The answer is to be an exact copy of the lines below running from the line with "Locate every instance of tree in the scene." down to the line with "Locate every instance of shingled", both ends included, and nothing more.
++++ Given information ++++
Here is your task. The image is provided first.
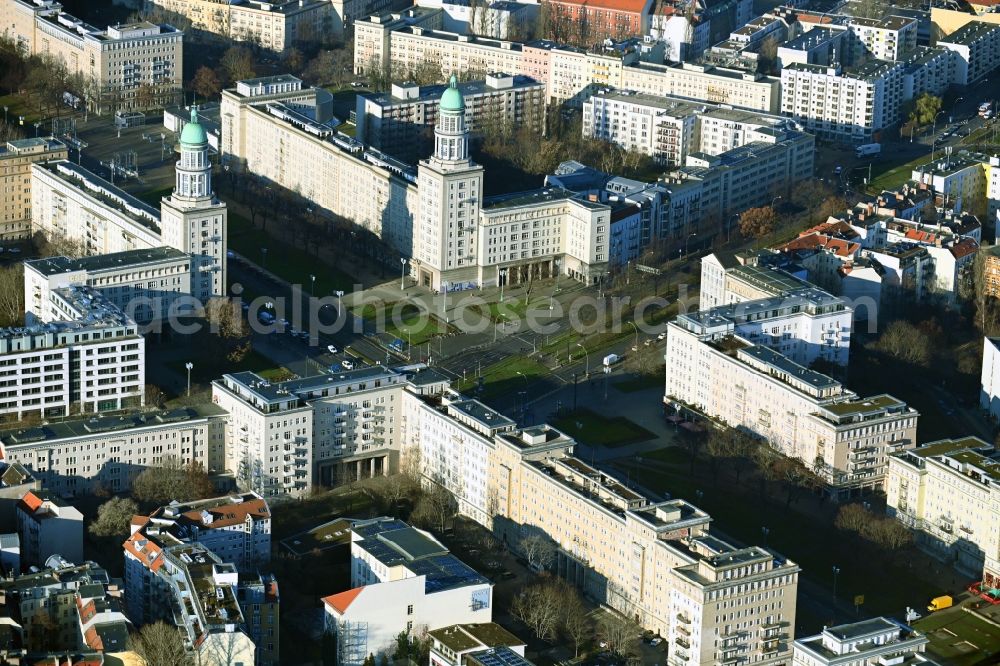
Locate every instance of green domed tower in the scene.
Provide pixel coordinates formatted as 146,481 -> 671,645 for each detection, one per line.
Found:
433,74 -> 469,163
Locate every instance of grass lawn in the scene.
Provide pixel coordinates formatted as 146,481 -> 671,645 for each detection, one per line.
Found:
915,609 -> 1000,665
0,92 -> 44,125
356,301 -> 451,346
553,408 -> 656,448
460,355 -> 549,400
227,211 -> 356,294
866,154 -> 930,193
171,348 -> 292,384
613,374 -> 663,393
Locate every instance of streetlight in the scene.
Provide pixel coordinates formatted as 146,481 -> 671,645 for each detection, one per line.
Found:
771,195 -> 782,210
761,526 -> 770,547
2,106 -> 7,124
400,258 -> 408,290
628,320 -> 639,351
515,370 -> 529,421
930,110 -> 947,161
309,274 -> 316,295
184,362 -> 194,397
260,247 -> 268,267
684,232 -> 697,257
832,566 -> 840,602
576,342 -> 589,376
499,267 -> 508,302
++++
++++ Given information ++++
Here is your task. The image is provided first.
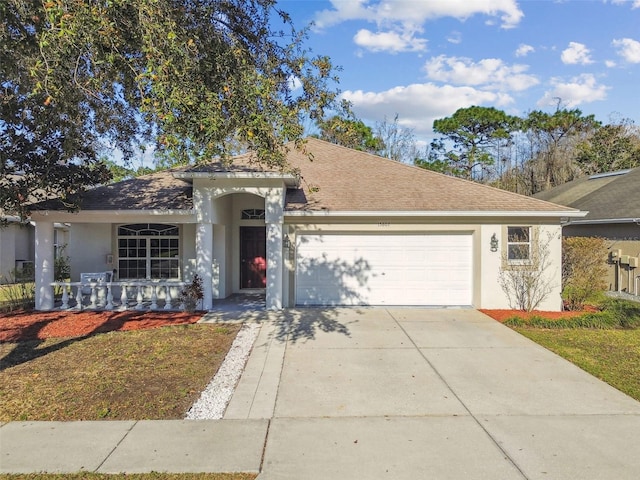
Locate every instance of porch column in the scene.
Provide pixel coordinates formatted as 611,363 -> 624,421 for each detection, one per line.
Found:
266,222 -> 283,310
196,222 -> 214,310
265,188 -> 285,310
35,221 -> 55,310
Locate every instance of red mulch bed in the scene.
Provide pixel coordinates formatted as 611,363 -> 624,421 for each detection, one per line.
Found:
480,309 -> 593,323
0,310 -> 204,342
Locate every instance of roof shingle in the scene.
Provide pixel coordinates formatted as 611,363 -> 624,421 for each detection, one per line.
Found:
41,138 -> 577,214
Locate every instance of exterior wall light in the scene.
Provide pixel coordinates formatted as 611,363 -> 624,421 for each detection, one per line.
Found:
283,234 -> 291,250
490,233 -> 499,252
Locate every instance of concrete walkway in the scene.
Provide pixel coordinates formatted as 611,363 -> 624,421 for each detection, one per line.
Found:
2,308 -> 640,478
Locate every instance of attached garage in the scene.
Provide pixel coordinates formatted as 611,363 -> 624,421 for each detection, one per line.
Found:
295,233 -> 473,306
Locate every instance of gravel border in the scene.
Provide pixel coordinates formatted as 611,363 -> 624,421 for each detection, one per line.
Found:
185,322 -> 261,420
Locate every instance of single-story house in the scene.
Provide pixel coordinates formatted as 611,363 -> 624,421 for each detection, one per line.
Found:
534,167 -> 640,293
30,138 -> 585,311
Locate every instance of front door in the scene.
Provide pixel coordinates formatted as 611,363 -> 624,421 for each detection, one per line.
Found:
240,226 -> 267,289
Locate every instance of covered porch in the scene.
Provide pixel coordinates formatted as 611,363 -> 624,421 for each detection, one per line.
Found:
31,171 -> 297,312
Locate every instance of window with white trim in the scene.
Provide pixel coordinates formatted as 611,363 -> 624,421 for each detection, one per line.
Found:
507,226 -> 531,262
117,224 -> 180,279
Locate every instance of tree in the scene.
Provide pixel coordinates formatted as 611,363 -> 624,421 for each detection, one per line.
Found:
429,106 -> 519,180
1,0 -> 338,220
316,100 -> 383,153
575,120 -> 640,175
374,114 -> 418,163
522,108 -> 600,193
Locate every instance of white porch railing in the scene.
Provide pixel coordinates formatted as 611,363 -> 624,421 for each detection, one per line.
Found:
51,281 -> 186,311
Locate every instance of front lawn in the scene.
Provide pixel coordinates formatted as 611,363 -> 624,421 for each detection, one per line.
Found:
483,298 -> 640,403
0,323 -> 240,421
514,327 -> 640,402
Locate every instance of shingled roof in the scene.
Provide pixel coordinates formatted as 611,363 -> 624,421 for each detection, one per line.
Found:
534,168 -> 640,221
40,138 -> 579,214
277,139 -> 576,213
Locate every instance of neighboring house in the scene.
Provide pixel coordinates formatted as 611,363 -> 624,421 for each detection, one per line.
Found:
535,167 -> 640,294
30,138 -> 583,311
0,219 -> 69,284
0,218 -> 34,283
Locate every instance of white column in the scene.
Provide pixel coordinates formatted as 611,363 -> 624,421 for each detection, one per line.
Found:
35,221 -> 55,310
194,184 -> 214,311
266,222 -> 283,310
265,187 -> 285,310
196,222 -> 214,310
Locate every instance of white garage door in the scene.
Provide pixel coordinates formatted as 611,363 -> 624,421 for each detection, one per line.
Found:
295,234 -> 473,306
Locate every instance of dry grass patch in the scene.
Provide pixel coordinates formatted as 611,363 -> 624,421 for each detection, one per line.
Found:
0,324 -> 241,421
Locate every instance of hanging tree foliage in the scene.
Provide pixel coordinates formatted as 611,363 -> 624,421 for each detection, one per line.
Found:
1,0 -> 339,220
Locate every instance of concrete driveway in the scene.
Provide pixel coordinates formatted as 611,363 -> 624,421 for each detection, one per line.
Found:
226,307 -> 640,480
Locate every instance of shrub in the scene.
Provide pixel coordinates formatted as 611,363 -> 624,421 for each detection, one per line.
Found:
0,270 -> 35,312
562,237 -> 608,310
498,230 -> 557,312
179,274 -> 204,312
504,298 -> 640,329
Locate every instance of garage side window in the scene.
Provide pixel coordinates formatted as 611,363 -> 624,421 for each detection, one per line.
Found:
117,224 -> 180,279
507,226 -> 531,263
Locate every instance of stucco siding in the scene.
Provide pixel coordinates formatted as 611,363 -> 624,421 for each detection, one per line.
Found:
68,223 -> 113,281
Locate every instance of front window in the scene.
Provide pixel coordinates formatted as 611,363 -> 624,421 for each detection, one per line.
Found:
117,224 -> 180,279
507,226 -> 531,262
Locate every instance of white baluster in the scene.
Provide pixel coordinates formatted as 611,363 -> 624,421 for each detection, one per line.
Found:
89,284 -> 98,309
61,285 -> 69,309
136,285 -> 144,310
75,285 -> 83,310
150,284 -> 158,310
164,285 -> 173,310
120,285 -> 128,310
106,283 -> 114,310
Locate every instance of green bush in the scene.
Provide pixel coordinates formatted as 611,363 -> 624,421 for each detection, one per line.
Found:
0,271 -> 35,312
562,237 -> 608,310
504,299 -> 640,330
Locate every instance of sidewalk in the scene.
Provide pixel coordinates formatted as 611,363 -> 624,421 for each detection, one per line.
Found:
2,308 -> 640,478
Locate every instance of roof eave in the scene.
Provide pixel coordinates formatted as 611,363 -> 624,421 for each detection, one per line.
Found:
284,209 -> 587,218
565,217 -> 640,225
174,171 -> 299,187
++++
Response to this task:
Locate every instance of tree in the scene.
Provide pixel coordinates formatted as 611,363 -> 624,421 for each detection, one per line.
Found:
429,106 -> 519,180
1,0 -> 338,220
316,100 -> 383,153
575,120 -> 640,175
374,114 -> 418,163
522,108 -> 600,193
Locate every instance of white porch railing in the scene.
Provide pixel coordinates formatted as 611,363 -> 624,421 for each detection, one per line.
Found:
51,281 -> 186,311
Locate every instance of front lawn in the scene.
Provide pixel coordinates formatted as 611,363 -> 624,421 for each detection, one per line.
Found:
483,298 -> 640,403
0,323 -> 240,421
514,327 -> 640,402
Locate every instance of shingled roof in the scene.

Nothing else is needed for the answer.